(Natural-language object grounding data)
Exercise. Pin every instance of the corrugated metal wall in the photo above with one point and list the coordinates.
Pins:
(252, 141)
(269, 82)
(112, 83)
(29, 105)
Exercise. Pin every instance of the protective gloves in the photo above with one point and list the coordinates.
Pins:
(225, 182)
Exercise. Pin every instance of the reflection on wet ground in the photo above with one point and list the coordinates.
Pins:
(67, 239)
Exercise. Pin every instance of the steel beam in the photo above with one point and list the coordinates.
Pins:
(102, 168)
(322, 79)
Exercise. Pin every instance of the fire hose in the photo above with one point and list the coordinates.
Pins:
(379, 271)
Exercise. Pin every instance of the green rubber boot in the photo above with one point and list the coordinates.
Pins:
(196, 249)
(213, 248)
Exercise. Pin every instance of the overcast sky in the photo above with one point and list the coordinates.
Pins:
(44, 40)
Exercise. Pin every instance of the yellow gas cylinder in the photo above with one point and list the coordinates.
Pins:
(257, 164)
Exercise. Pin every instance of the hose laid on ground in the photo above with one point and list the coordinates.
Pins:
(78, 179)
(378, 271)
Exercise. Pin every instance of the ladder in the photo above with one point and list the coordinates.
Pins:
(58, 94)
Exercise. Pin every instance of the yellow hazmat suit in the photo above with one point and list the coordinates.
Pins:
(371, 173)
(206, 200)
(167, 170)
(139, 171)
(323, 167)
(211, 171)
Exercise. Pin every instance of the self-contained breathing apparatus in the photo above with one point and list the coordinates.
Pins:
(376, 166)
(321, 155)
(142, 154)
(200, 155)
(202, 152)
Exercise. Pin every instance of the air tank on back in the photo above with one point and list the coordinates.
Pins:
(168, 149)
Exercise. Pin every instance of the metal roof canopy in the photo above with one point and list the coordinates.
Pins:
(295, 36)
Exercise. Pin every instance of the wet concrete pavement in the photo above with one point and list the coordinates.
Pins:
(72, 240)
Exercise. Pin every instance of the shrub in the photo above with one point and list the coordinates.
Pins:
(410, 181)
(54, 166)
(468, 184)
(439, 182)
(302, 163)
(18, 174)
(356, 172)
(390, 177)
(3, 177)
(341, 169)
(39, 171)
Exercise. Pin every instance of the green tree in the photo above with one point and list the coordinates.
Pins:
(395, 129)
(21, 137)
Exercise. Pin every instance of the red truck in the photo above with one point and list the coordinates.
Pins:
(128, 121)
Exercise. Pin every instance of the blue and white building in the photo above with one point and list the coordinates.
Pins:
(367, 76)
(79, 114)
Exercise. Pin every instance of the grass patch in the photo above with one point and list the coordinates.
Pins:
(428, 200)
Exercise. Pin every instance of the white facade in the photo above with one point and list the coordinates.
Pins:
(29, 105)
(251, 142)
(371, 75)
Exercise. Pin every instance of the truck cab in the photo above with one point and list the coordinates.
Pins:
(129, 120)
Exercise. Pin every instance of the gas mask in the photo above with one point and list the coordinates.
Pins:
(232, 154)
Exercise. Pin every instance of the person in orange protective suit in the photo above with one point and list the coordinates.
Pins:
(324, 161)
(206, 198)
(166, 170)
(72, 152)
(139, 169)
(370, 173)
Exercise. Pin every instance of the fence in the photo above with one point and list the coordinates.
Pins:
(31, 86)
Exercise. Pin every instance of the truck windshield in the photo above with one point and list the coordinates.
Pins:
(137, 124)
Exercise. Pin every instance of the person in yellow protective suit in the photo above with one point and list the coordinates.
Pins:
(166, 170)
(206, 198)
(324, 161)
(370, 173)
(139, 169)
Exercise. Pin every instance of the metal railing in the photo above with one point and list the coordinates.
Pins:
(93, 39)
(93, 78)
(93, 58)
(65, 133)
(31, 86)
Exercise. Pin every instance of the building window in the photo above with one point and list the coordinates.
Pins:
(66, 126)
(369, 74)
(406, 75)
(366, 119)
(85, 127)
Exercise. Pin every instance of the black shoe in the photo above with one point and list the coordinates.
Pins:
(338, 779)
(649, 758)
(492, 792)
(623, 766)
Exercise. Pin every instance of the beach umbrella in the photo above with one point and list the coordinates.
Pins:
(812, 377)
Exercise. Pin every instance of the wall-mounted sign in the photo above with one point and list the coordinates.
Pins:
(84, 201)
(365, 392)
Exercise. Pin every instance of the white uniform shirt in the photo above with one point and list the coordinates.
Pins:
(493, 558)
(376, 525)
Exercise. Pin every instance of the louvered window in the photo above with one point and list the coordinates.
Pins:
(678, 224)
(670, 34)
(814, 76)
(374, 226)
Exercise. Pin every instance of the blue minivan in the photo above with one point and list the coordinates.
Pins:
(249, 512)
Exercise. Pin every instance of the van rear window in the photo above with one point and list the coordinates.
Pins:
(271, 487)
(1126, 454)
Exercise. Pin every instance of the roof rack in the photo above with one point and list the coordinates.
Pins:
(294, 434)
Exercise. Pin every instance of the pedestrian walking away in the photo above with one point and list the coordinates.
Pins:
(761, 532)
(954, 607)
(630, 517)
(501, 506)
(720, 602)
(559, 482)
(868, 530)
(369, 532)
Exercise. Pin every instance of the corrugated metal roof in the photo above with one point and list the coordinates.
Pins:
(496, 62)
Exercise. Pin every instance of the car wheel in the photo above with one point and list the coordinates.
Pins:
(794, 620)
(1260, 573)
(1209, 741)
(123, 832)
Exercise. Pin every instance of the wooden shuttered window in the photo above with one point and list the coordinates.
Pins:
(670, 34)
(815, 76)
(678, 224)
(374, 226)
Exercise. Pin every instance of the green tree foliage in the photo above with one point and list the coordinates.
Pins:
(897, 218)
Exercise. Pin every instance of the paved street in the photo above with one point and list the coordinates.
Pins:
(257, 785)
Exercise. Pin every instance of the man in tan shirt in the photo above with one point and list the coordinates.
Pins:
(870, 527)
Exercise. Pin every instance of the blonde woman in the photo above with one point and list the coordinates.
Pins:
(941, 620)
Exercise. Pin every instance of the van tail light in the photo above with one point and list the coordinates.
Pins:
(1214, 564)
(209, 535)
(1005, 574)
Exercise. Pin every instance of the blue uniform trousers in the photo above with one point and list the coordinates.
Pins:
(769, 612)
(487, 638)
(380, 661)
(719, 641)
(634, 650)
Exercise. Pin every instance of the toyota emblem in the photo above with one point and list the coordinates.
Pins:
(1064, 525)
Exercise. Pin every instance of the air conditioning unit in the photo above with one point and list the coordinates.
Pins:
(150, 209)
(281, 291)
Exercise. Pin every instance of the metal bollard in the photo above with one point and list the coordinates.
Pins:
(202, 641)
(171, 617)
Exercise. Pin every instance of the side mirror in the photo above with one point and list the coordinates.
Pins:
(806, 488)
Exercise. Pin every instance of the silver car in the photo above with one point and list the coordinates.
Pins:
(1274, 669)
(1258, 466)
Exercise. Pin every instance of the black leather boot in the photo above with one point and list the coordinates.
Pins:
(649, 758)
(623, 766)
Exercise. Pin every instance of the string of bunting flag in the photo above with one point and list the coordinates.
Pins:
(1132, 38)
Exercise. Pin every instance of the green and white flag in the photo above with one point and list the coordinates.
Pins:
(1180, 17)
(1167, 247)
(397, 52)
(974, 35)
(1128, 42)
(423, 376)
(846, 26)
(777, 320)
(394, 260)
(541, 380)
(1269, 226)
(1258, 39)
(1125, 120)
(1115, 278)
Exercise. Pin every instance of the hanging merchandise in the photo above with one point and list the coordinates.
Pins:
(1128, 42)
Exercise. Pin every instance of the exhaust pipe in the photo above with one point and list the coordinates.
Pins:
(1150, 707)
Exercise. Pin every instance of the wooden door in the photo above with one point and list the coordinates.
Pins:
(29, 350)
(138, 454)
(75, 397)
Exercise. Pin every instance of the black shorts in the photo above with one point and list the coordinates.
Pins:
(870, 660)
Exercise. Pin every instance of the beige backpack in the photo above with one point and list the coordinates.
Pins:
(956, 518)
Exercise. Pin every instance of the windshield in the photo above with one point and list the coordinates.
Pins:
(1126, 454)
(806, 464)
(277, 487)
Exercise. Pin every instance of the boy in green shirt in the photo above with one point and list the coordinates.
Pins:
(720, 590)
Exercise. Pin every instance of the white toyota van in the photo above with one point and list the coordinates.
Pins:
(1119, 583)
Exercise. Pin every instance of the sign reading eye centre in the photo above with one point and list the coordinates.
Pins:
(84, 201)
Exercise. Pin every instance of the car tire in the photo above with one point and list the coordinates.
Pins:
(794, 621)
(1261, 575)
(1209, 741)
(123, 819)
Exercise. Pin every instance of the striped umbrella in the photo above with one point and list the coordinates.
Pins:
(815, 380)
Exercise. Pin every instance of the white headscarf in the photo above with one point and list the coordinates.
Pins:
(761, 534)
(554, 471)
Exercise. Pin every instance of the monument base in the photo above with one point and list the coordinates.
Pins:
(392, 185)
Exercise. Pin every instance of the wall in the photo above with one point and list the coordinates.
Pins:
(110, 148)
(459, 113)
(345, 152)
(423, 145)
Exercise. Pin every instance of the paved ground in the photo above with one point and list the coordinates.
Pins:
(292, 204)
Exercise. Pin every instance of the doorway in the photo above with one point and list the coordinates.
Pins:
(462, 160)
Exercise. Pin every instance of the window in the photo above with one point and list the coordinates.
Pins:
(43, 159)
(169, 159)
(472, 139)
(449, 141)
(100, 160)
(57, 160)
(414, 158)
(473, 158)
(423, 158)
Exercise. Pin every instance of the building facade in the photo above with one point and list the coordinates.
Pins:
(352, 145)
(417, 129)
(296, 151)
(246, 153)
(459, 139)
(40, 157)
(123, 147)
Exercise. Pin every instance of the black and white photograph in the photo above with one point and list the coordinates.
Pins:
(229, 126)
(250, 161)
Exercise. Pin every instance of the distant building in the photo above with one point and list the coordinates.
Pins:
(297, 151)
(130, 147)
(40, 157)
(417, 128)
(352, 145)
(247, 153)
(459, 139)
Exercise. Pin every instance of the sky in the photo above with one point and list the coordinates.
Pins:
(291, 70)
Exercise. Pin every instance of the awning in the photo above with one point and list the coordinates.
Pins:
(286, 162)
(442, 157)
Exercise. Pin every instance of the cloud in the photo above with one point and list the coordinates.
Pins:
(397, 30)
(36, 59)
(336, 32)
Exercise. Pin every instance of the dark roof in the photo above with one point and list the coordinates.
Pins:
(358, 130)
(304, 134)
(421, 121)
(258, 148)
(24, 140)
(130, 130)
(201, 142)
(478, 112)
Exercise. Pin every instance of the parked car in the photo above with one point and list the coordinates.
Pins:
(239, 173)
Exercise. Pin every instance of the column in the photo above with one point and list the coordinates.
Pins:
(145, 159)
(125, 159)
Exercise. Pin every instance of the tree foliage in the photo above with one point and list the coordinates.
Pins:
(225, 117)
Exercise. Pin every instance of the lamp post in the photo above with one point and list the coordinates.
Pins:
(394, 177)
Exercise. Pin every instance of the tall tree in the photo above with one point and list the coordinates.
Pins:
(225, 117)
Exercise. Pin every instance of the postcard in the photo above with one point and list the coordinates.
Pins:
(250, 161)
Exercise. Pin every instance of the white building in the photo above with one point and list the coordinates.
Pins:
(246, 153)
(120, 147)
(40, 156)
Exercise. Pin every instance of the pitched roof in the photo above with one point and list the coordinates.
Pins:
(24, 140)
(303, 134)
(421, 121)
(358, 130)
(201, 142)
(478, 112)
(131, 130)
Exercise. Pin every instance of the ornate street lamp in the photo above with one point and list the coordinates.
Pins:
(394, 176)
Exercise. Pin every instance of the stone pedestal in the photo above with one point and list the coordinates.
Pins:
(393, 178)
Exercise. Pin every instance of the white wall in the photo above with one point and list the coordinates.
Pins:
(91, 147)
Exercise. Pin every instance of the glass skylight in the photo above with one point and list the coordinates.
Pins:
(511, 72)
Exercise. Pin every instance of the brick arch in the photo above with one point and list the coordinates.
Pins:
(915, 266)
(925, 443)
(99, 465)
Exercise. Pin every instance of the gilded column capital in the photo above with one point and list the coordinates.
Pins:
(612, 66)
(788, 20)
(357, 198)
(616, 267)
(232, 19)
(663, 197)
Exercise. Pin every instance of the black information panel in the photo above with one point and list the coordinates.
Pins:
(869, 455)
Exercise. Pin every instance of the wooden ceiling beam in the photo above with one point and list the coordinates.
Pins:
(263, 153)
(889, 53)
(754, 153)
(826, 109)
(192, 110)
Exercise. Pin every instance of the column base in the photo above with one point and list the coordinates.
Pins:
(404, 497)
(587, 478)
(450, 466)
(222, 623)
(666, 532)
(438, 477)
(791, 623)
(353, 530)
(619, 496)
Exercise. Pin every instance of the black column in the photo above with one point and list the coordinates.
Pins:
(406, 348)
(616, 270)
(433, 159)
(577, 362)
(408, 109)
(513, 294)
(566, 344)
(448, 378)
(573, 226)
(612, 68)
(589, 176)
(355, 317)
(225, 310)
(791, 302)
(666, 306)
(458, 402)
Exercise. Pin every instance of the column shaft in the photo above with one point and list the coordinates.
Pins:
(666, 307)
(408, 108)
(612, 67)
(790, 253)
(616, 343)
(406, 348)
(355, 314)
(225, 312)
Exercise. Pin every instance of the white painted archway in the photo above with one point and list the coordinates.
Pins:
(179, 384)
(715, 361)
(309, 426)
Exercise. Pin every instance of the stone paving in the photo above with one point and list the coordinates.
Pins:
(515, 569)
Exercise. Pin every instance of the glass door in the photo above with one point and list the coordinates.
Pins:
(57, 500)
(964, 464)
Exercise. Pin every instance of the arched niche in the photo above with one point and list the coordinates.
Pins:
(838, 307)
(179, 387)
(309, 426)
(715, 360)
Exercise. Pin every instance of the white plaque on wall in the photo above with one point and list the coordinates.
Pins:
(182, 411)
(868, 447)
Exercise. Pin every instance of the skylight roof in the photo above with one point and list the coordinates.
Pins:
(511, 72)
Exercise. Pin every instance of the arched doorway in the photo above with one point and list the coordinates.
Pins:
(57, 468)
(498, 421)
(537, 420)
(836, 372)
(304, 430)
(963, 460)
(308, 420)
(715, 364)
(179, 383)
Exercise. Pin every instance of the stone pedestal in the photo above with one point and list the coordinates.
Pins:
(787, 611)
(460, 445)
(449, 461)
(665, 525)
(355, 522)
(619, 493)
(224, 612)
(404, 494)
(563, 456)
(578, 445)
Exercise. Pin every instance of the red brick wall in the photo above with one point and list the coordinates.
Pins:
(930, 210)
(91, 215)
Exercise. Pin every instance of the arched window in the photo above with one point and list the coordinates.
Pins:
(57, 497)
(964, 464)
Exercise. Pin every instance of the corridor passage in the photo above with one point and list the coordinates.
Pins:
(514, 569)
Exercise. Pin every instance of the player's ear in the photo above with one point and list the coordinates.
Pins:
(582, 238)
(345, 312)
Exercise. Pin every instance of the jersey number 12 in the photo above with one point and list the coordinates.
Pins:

■ Exercise brief: From the first line of the entries above to the line with "Exercise. Pin every instance of the protective", please return every line exactly, keeping both ends.

■ Response to this exercise:
Exercise. Pin every instance of the corrugated metal wall in the photo above with one point and list the coordinates.
Pins:
(252, 141)
(269, 82)
(112, 83)
(29, 105)
Exercise. Pin every instance of the protective gloves in the photo above with one point and list the coordinates.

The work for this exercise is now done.